■ Tasks and exercises
1/ In the article about the Clarksburg School students' letters, how much has the governor budgeted for rural schools for fiscal 2027?
2/ Copy the part of the article about the Clarksburg School students' letters starting with "Gov. Maura Healey" and going on through "their own letters.".

■ Quoted passage
[start]
CLARKSBURG, Mass. — Eighth-graders at Clarksburg School took a lesson in civic advocacy this week, researching school funding and writing letters to Beacon Hill that call for fulling funding rural school aid.
The students focused on the hardships for small rural schools and their importance to the community — that they struggle with limited funding and teacher shortages, but offer safe and supportive spaces for learning and are a hub for community connections.
"They all address the main issue, the funding for rural schools, and how there's a gap, and there's the $4 million gap this year, and then it's about the $40 million next year, and that rural schools need that equitable funding," said social studies teacher Mark Karhan.
A rural schools report in 2022 found smaller school districts cost from nearly 17 percent to 23 percent more to operate, and recommended "at least" $60 million be appropriated annually for rural school aid.
Gov. Maura Healey has filed for more Chapter 70 school aid, but that often is little help to small rural schools with declining or static enrollment. For fiscal 2027, she's budgeted $20 million for rural schools, up from around $13 million this year but still far below the hoped for $60 million.
Karhan said the class was broken into four groups and the students were provided a submission letter from Rural Schools Advocacy. The students used the first paragraph, which laid out the funding facts, and then did research and wrote their own letters.
They will submit those with a school picture to the governor.
The students focused on the hardships for small rural schools and their importance to the community — that they struggle with limited funding and teacher shortages, but offer safe and supportive spaces for learning and are a hub for community connections.
[end]
■ Available data
[start]
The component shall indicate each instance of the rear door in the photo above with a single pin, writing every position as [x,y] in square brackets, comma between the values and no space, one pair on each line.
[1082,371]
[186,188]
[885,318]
[end]
■ Final results
1/ $20 million.

2/
Gov. Maura Healey has filed for more Chapter 70 school aid, but that often is little help to small rural schools with declining or static enrollment. For fiscal 2027, she's budgeted $20 million for rural schools, up from around $13 million this year but still far below the hoped for $60 million.
Karhan said the class was broken into four groups and the students were provided a submission letter from Rural Schools Advocacy. The students used the first paragraph, which laid out the funding facts, and then did research and wrote their own letters.